**What you will do:** Can you write out every item below word for word, leaving the pictures out of your copy?
◆ ◆ ◆
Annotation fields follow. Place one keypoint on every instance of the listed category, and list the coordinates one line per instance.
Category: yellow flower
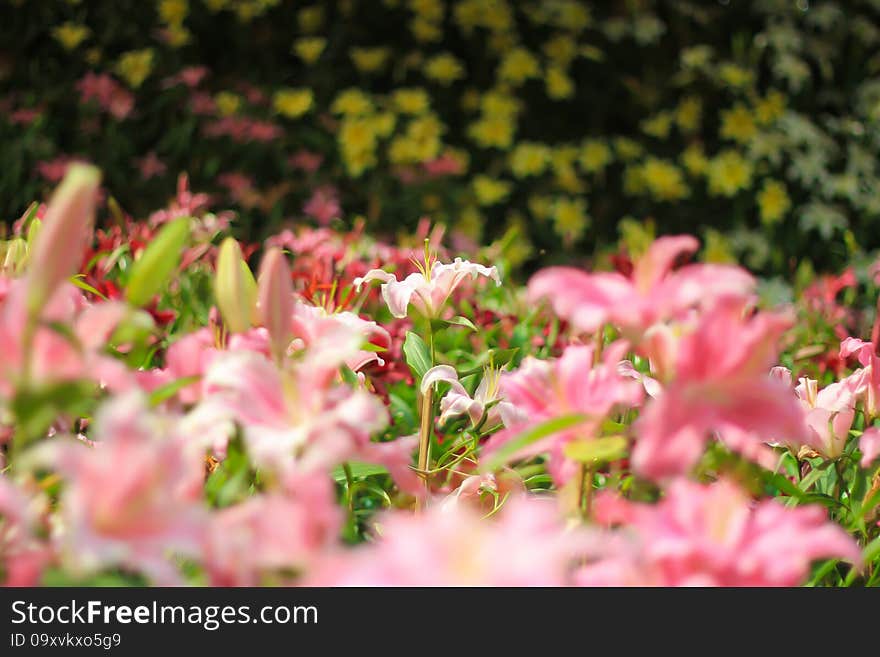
(634, 181)
(369, 60)
(658, 125)
(352, 102)
(227, 102)
(310, 19)
(517, 66)
(490, 191)
(570, 218)
(770, 107)
(173, 12)
(728, 173)
(93, 55)
(470, 100)
(561, 49)
(444, 68)
(529, 159)
(594, 156)
(773, 201)
(627, 149)
(135, 66)
(688, 114)
(420, 143)
(383, 123)
(694, 160)
(70, 34)
(663, 180)
(293, 103)
(735, 76)
(177, 36)
(309, 49)
(559, 85)
(411, 100)
(493, 131)
(737, 124)
(357, 162)
(357, 135)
◆ ◆ ◆
**Result of the exercise:**
Annotation fields follow. Place one keypoint on every instance of the listed category, and list the coordinates one line per instance.
Category: yellow flower
(634, 181)
(369, 60)
(658, 125)
(352, 102)
(227, 102)
(310, 19)
(517, 66)
(490, 191)
(570, 218)
(770, 107)
(173, 12)
(728, 173)
(93, 55)
(470, 100)
(561, 49)
(444, 68)
(529, 159)
(594, 156)
(773, 201)
(627, 149)
(135, 66)
(688, 114)
(420, 143)
(383, 123)
(694, 160)
(70, 34)
(663, 180)
(293, 103)
(735, 76)
(177, 36)
(309, 49)
(559, 85)
(411, 100)
(493, 131)
(737, 124)
(357, 162)
(357, 135)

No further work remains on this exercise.